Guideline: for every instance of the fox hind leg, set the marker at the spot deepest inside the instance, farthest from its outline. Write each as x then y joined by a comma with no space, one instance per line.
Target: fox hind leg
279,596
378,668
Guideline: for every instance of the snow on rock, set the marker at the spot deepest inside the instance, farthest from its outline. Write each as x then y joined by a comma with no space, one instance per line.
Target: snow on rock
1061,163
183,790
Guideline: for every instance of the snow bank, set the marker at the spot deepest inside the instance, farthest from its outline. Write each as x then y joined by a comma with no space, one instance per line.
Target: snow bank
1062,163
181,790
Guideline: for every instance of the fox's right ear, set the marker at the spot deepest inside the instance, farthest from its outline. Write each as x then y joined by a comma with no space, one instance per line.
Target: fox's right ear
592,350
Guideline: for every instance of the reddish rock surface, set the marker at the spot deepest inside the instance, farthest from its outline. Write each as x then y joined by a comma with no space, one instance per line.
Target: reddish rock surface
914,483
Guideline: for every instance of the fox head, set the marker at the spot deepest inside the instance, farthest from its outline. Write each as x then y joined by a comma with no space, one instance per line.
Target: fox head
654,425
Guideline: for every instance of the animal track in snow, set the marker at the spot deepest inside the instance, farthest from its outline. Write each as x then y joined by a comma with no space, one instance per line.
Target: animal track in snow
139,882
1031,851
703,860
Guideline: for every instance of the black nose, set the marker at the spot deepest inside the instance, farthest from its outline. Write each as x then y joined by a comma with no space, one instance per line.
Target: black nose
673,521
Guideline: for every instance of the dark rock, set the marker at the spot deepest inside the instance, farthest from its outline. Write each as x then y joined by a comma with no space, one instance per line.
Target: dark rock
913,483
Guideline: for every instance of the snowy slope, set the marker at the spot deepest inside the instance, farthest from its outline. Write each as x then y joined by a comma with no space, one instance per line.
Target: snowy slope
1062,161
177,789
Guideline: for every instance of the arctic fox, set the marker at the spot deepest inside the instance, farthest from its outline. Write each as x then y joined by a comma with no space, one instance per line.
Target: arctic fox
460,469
━━━━
* **What you have to do**:
This calls for an exact transcription of every entry above.

* **Response below**:
Guideline: for every instance of the fox hind leg, set the marker at the spot deepest inside the instance, farthest from its outline. Write each as x then y joined by a comma with no space, one instance per line.
Target: fox hind leg
279,596
378,668
Guideline: for every instance of the snow on rock, set the marker at the spot deepest inside the instance, farthest from its outline. Write each as x then y joined by a comma with no space, one instance per line.
Target: snow on rock
1061,163
183,790
Guideline: for every instance of the snow bank, set the marker at the spot deepest inside the instance, farthest from its outline. Write each as x then y joined by a comma with no space, one instance per line.
Target: snow bank
1062,163
181,790
Guideline: for every instance of the fox's right ear, set the marker at the spot deepest inside the instance, farthest from its outline. Write each as x then y joined by a comma with no space, one instance per line.
Target: fox's right ear
592,350
Guideline: for every instance of the reddish rock surface, set the marker at the spot deepest inside the instance, farthest from its outline. Write each as x then y joined by a comma with no space, one instance per line.
Target: reddish rock surface
914,483
Guideline: for every instance of the fox head, set the marker at the spot deepest inside the instance, farthest from its outline. Write each as x then y joined by a comma with no space, one instance per line.
Target: fox head
654,425
Guideline: for every instance of the animal track in snow, set the marker at the spot deepest inside the instance, farthest from its outline. Write each as x then y joined by a comma with no space, one instance per line.
Target: animal track in snow
139,882
1031,851
703,860
Guideline: for every instance of the black nose, set the marker at the spot deepest inside the instance, farthest from its outline. Write each as x then y joined by a comma with no space, one instance per line.
Target: black nose
673,521
Guideline: for every instance of the dark rock, set the marker at the spot deepest inside the instance, farthest from its outline. Write each as x then y joined by a comma with no space, one instance per line.
Target: dark rock
913,483
Guideline: for every instance of the snowy slope, set the marker at the spot deepest inside the instance, farthest from its outline. Write each as x then y joined by a comma with no space, one instance per line.
Target: snowy slope
1062,161
177,789
Guideline: for every instance of the arctic fox, set the marker at the spot deepest inside the instance, farthest from its outline. Write each as x then y joined by a comma with no space, one instance per line.
Target: arctic fox
460,469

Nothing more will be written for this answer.